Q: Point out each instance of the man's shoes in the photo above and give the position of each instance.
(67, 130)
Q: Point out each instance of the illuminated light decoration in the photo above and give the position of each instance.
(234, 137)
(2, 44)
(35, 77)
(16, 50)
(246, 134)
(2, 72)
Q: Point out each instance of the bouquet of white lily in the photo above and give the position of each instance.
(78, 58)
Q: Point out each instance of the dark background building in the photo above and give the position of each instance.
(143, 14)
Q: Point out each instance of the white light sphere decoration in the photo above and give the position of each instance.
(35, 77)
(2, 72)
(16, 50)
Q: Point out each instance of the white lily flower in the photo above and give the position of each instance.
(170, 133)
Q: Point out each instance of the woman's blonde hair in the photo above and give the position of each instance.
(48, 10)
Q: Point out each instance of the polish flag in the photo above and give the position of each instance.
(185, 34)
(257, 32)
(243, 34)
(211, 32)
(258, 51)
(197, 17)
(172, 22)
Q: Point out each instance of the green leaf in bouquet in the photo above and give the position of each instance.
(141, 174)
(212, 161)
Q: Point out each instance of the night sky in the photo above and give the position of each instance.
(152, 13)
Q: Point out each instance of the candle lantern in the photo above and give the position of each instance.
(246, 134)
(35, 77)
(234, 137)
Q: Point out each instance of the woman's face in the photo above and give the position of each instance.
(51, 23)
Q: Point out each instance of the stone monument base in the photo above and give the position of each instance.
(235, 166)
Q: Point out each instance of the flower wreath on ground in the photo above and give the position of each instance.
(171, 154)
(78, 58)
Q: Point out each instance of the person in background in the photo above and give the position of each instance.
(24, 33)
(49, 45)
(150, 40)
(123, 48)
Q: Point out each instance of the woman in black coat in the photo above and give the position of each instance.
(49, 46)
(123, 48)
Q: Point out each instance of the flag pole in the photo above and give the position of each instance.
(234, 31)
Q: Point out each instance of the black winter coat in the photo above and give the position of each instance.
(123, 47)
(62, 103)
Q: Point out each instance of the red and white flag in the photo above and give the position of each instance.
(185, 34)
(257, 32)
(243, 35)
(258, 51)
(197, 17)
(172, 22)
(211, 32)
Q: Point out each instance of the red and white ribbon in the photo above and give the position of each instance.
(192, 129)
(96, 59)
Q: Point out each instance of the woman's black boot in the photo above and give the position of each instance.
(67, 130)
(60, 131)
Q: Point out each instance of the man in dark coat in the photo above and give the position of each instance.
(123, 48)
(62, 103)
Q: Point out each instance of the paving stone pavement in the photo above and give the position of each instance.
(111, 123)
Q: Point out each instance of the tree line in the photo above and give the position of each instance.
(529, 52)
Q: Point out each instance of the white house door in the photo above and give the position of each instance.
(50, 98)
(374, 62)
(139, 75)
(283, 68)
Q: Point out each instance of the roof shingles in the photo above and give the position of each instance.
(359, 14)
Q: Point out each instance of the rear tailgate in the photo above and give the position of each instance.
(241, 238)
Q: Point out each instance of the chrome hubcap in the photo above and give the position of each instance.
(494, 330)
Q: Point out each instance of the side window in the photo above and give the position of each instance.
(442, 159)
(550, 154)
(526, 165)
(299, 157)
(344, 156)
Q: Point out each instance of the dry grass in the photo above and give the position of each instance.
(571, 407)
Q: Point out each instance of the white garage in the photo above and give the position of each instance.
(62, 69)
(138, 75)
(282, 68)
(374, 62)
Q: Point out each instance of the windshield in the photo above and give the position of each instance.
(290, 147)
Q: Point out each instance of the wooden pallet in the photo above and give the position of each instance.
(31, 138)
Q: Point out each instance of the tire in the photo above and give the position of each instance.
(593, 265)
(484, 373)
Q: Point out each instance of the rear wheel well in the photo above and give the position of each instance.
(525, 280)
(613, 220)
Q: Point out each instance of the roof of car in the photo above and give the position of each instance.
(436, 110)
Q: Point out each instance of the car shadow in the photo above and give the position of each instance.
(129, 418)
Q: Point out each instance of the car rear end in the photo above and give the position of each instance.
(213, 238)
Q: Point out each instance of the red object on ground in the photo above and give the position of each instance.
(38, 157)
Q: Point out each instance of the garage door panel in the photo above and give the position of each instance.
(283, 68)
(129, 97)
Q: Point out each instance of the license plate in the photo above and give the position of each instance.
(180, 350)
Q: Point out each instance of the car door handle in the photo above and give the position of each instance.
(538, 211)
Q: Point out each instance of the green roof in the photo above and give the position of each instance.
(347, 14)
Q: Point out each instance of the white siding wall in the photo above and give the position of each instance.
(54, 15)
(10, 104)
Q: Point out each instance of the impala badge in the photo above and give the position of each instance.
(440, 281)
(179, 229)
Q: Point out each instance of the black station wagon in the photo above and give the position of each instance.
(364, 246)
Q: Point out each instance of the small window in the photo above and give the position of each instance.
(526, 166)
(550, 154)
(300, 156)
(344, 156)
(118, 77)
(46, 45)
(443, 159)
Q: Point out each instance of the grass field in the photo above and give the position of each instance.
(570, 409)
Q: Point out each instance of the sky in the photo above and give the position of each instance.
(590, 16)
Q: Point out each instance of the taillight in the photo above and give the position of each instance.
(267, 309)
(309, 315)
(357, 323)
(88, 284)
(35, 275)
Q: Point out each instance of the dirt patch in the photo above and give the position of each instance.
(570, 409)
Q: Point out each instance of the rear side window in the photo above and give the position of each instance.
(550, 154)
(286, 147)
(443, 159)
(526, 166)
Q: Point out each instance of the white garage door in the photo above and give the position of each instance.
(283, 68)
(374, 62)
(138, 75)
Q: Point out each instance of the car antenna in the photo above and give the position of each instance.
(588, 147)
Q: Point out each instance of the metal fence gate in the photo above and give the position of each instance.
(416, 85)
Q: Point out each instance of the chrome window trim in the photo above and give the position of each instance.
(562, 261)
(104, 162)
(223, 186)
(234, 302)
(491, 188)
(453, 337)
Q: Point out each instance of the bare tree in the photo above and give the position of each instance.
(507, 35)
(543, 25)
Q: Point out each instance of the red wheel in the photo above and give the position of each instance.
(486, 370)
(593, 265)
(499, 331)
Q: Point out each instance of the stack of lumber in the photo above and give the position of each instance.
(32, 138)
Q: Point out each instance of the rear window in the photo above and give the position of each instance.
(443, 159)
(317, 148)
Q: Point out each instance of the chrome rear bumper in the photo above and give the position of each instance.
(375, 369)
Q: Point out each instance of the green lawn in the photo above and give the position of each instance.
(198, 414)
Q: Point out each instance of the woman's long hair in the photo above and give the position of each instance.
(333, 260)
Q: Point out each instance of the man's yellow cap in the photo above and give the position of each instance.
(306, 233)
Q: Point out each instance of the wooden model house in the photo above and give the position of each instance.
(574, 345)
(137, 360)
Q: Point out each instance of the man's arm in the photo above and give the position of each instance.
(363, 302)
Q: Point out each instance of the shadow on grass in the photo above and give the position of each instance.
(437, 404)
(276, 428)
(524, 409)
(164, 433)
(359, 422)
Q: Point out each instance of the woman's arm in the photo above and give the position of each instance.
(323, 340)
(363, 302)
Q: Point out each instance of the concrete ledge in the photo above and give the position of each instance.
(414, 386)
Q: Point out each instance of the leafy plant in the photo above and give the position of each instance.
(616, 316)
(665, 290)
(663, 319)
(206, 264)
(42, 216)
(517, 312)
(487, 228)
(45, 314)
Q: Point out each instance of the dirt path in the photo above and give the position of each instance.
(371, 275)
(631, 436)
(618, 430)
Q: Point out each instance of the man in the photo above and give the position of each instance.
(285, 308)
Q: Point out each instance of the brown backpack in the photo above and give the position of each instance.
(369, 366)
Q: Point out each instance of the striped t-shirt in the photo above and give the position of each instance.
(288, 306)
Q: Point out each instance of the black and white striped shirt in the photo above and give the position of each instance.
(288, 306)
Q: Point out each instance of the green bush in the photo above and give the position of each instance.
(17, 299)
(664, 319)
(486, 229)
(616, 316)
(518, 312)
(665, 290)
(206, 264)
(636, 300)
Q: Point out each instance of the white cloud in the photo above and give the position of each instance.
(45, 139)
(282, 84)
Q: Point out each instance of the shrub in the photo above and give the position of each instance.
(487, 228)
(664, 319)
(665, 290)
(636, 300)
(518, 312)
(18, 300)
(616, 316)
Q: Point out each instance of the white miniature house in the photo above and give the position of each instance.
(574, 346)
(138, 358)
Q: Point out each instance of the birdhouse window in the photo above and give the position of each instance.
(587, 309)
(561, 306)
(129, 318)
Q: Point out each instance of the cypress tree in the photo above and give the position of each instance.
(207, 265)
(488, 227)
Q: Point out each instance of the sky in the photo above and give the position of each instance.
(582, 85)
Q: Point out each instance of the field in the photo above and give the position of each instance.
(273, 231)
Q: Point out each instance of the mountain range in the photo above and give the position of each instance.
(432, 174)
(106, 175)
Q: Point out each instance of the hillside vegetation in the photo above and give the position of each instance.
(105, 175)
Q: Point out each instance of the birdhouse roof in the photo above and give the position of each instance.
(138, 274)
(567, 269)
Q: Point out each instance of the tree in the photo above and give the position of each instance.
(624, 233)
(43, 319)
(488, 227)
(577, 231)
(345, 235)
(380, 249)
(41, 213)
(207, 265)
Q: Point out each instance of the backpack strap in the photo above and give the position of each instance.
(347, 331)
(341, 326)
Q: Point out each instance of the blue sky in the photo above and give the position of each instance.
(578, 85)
^^^^^^^^
### Exercise
Your output consists solely of the lines from the one with "Q: Point out each instance of the cypress" through the last line, copied exactly.

### Solution to this exercise
Q: Point out each instance of the cypress tree in the photo above and give the position of each instance.
(207, 265)
(488, 227)
Q: Point out each instance of the sky in the photo above and give the position of each instance.
(582, 85)
Q: Point out each instance of the field in the photo above and give the position of each instance.
(273, 231)
Q: Point out each instance of the mountain range in the photo above and give the position of each instance.
(432, 174)
(106, 175)
Q: Point out each instance of the hillside vegetation in the photo above and give the position of each instance.
(105, 175)
Q: Point out each instance of the birdhouse roof in the photo above and give the position of each instance.
(138, 274)
(567, 269)
Q: Point out each instance of the tree in the photo above and give the position of each instance.
(624, 233)
(43, 319)
(488, 227)
(577, 231)
(345, 235)
(380, 249)
(41, 213)
(207, 265)
Q: Point out each instance of the backpack strap in the photo above and give the position of each instance.
(347, 331)
(341, 326)
Q: Point out each instance of the blue sky in the photo above and give the position of each instance.
(578, 85)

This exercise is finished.